**TEXT SHOWN:**

Well then I need 8, as I have to have 2 main lines, one for a return line 

Even one would be a masterpiece huh? :smilie_daumenpos:


----------



## David-Stockwell (Sep 21, 2010)

big ed said:


> Well then I need 8, as I have to have 2 main lines, one for a return line
> 
> Even one would be a masterpiece huh? :smilie_daumenpos:


Well lets see now!! One of those bridges 6 1/2 feet long would probably cost (ONLY GUESSING) about $650.00 ($100 per foot) and the shipping will need a wooden box which you would have to build and deliver!! I'm not able to do that kind of physical labor!!:smilie_daumenneg: Then UPS would have to come and pick it up!hwell: I ain't got a vehicle to put it in!!:thumbsdown: The shipping should be at least $150 or more!! So just off the top of my head your probably looking at $1000.00 per bridge including the box
I expect your feeling would be such:rippedhand:
Cheers, Dave


----------



## Big Ed (Jun 16, 2009)

But I know that it would be the only one in the world. :thumbsup:

For that price I would want it to be either a lift bridge or better yet a motorized swing bridge.


----------



## David-Stockwell (Sep 21, 2010)

Hi all,
I got the Z scale Pony truss bridge finished!!
Here's the pic's

Dave


----------



## Big Ed (Jun 16, 2009)

Looks good. :thumbsup:

I thought it was sold American?


----------



## David-Stockwell (Sep 21, 2010)

big ed said:


> Looks good. :thumbsup:
> 
> I thought it was sold American?


Your absolutely correct ed!!!:appl: That bridge is sold! I just listed it to SHOWOFF!!
The fellow that bought it is starting a bridge collection!! and he has already asked me if I make other types of Z scale bridges!!!! I'M ECSTATIC !!

Cheers, Dave


----------



## Big Ed (Jun 16, 2009)

YOU Z MAN. :smilie_daumenpos:


----------

**EXERCISES:**
A. Reproduce word for word the part of the model bridge thread that begins with "Well lets see" and ends with "motorized swing bridge.".
B. How many lines in the rows contain the string "column"? Give only the number.
The forum thread and the rows below it are not connected to each other.

**ENTRIES PROVIDED:**
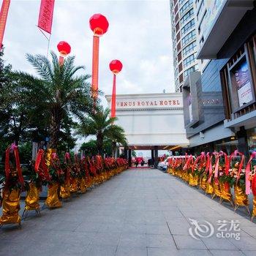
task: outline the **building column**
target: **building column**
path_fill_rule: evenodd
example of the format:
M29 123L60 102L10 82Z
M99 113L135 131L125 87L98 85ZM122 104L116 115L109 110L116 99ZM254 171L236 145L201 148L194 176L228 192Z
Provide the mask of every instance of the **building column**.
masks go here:
M238 146L238 149L239 152L244 154L246 158L249 157L249 151L248 151L248 141L247 141L247 133L246 130L244 129L244 127L240 127L240 131L236 133Z
M158 146L155 146L154 147L154 166L155 168L157 168L158 165Z
M132 166L132 149L129 149L128 151L128 165L129 167Z
M125 147L124 150L124 159L128 159L128 148Z
M151 149L151 165L154 165L154 149Z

**ANSWERS FOR THIS EXERCISE:**
A.
Well lets see now!! One of those bridges 6 1/2 feet long would probably cost (ONLY GUESSING) about $650.00 ($100 per foot) and the shipping will need a wooden box which you would have to build and deliver!! I'm not able to do that kind of physical labor!!:smilie_daumenneg: Then UPS would have to come and pick it up!hwell: I ain't got a vehicle to put it in!!:thumbsdown: The shipping should be at least $150 or more!! So just off the top of my head your probably looking at $1000.00 per bridge including the box
I expect your feeling would be such:rippedhand:
Cheers, Dave


----------



## Big Ed (Jun 16, 2009)

But I know that it would be the only one in the world. :thumbsup:

For that price I would want it to be either a lift bridge or better yet a motorized swing bridge.

B. 3